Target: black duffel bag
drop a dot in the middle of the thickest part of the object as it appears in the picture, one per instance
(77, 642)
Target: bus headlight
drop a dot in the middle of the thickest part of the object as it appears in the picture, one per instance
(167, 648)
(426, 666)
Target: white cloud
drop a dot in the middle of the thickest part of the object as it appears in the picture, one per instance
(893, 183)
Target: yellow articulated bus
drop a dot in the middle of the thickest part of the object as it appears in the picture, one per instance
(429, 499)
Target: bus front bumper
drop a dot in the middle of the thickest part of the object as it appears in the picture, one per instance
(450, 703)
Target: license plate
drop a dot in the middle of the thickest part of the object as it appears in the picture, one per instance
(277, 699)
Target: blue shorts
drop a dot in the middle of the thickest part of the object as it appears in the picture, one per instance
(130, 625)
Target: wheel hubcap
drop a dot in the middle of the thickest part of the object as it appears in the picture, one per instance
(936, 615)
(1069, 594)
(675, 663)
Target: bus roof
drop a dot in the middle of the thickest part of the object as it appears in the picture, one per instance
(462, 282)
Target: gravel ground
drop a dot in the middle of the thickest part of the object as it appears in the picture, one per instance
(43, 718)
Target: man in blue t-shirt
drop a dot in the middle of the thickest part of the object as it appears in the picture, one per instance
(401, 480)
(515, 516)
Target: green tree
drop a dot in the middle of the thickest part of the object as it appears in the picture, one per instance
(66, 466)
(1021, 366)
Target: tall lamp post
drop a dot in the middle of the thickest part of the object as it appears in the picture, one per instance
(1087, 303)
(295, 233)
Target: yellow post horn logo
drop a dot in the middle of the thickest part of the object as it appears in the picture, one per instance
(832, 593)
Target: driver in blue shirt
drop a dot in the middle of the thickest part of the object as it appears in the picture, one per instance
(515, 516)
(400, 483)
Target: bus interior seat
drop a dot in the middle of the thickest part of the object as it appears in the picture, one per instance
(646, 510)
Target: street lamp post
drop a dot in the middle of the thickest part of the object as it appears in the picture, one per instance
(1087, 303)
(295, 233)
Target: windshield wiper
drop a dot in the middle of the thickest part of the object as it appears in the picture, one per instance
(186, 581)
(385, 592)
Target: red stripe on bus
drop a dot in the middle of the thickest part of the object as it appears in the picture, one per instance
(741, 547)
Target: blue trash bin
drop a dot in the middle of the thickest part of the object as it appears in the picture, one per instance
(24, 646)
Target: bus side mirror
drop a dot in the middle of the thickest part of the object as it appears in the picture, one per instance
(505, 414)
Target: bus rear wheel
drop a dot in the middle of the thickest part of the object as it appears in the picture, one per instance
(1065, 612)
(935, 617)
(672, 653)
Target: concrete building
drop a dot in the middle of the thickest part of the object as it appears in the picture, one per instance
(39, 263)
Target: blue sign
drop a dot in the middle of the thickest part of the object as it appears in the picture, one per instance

^^^^^^^^^^^^^^^^

PROBLEM DETAILS: Scan the data above for the word "yellow", then copy every line that holds it.

WRITTEN SOLUTION:
Target: yellow articulated bus
Target: yellow post horn logo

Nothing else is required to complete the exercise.